### EXERCISE PROMPT:
Your answer is the lines below, exactly, from the one that contains "Exercise. Identify every instance of the black" through the one that contains "Exercise. Identify every instance of the stone", both included.

__________

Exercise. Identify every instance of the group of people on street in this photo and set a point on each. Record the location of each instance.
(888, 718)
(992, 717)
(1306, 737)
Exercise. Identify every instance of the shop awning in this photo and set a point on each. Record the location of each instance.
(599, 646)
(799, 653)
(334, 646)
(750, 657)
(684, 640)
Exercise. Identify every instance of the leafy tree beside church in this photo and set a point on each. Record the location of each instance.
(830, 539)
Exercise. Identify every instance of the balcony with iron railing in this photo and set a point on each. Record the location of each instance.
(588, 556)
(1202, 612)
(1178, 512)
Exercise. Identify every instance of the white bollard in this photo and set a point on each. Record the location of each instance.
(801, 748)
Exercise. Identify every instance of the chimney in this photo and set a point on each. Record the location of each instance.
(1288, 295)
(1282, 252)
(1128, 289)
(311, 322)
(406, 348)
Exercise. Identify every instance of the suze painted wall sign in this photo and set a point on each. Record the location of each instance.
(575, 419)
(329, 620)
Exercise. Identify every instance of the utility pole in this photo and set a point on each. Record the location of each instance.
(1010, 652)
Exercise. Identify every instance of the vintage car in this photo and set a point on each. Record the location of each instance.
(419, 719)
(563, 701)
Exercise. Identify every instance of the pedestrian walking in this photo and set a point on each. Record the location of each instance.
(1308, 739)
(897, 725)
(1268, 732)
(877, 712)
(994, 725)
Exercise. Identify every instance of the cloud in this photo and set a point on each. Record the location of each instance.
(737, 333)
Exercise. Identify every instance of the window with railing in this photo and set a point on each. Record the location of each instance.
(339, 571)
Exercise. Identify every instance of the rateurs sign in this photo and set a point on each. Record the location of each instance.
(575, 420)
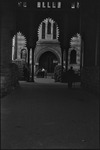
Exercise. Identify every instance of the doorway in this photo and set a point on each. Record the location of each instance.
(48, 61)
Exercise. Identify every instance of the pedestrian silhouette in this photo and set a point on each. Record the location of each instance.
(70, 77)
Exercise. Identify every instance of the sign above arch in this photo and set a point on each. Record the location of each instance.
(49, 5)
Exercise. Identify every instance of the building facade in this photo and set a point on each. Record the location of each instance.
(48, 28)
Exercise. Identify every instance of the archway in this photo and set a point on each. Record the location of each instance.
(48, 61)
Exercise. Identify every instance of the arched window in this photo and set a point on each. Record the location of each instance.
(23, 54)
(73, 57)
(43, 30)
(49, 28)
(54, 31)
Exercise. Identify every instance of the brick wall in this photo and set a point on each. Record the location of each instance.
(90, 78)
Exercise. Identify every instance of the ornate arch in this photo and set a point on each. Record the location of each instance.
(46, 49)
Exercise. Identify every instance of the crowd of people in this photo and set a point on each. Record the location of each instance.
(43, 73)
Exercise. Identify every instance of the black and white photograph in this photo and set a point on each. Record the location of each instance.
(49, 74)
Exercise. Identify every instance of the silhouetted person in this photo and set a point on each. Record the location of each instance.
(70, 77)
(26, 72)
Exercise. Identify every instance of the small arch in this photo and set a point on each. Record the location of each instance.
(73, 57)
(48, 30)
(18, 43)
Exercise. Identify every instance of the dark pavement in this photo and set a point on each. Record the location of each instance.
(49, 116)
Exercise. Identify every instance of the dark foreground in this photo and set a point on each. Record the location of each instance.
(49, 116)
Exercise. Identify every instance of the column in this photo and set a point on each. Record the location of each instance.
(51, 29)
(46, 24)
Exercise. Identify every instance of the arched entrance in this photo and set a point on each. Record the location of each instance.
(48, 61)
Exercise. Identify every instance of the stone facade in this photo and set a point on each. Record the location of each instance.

__________

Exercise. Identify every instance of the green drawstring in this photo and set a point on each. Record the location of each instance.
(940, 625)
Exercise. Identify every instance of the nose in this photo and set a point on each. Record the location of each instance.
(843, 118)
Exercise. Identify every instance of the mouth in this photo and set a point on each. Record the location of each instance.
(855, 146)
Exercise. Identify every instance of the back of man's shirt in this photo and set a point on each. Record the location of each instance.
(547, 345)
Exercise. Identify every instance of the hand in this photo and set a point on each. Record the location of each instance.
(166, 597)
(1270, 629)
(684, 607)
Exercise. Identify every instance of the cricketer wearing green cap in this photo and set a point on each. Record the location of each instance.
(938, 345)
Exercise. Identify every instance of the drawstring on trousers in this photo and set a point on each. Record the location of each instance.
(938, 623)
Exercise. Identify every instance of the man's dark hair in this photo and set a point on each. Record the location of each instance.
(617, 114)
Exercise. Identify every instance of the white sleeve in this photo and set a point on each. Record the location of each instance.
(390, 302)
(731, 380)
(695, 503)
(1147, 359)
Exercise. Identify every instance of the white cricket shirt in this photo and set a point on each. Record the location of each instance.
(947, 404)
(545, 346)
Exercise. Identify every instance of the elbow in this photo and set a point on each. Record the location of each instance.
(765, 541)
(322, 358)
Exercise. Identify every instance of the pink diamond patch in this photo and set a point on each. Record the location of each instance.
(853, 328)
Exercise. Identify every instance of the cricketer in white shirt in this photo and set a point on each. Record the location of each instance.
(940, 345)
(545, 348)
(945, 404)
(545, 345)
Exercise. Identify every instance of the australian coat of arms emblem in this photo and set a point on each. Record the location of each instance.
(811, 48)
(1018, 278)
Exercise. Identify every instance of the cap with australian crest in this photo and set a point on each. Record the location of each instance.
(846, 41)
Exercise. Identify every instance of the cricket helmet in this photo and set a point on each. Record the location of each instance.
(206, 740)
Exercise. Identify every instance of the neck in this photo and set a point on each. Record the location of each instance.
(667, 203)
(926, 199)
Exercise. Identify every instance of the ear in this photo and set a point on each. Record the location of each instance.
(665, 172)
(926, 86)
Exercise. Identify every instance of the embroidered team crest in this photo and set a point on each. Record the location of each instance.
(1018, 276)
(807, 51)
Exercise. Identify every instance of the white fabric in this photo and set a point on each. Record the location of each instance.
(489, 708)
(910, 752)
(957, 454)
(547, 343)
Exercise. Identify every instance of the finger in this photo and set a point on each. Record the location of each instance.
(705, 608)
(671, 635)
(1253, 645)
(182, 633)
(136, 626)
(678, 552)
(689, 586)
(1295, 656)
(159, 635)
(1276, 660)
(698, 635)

__________

### EXERCISE RESPONSE:
Exercise. Identify every instance of the black and white photograph in this photo and set a point on each. Record the location of each instance.
(49, 74)
Exercise. Identify every instance of the silhouetted person in this photo and set a point on each. Record the location of each instance.
(70, 77)
(26, 72)
Exercise. Identify every instance of the small arch in this photo and set a point on each. Record the location of each instance.
(73, 57)
(48, 30)
(18, 43)
Exercise. Identify every instance of the dark pavement in this photo and set a point on each. Record the location of each instance.
(49, 116)
Exercise. Identify every instance of the dark foreground in this photo and set a point on each. Record the location of each instance.
(49, 116)
Exercise. Identify every instance of the column in this photo and set a point on each. Record the location of each instance.
(51, 29)
(46, 24)
Exercise. Identify every instance of the arched entrance in this photo and set a point on each. Record the location of each instance.
(48, 61)
Exercise. Identify every instance of the stone facade in this photo and set a point on each. Record the location of each instance.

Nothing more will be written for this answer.